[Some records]
■ ■ ■ ■ ■ ■ ■
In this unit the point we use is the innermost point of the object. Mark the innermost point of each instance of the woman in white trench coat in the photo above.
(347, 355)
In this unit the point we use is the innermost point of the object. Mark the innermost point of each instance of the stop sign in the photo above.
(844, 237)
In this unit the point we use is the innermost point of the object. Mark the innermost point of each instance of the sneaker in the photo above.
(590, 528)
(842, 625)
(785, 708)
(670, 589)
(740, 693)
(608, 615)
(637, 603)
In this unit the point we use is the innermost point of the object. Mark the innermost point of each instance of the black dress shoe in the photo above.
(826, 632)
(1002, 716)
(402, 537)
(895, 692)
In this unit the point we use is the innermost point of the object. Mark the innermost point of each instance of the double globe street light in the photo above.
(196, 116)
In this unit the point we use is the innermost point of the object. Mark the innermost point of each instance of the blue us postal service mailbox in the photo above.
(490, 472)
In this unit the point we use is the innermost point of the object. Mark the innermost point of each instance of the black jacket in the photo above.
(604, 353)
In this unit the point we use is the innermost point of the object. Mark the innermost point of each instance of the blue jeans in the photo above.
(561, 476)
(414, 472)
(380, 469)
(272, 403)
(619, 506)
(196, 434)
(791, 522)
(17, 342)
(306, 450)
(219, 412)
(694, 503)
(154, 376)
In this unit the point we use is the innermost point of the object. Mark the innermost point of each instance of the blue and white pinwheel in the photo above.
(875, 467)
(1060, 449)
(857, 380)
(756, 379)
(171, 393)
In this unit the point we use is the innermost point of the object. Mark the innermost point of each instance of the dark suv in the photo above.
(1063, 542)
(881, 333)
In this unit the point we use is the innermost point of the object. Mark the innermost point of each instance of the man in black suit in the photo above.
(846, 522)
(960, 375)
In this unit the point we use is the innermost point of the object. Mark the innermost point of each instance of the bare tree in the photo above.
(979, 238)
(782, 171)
■ ■ ■ ■ ■ ■ ■
■ Objective
Reproduce all of the lines above word for word.

■ Exercise output
In this unit the point we use is the innermost point of the object. Mark the innermost point of each instance of the woman in white trench coat in the photo above.
(347, 355)
In this unit the point we use is the innermost point of the object. Mark the innermost point of each instance of the stop sign in the photo above.
(844, 237)
In this unit the point we use is the innermost point of the object. Mark the innermost point of each instance of the sneaker in the photo above.
(590, 528)
(842, 625)
(785, 708)
(670, 589)
(740, 693)
(608, 615)
(637, 603)
In this unit the point we use is the innermost point of the object. Mark the innermost point of each instance of the black dress shoe in the photo above.
(826, 632)
(1002, 716)
(402, 537)
(895, 692)
In this unit the point we use is the innermost point of the object. Mark the innermost point of each instance of the double globe street light in the photo above.
(196, 116)
In this unit the point we use is the innermost point of the object. Mark the innermost point of each instance of the blue us postal service mailbox in the photo above.
(490, 472)
In this unit the point we use is the innermost point of the object. Mark the innermost point of each instance of the black jacket in the photo above.
(604, 353)
In this unit the point we use is the innermost point of the object. Mark the innermost point of each instance of the blue jeans in the photo above.
(561, 476)
(414, 472)
(380, 469)
(272, 403)
(619, 506)
(196, 434)
(791, 522)
(17, 342)
(306, 450)
(219, 412)
(694, 503)
(154, 376)
In this unit the point we use is the innermost point of the object. Mark the innermost point of each instance of the blue and white pinwheel in the photo above.
(875, 467)
(1060, 449)
(857, 380)
(756, 379)
(171, 393)
In this unit the point we use is the innermost point of the object. Mark the innermost point of each instance of the dark suv in the photo above.
(1063, 542)
(881, 333)
In this unit the point we use is the innermost point of the object. Mark the innermost point of each instance of the man in black suit in the photo above.
(846, 522)
(960, 375)
In this unit the point we use is the innermost point of the object. Mark the innermost point of each instance of the bare tree in the photo above.
(979, 238)
(782, 171)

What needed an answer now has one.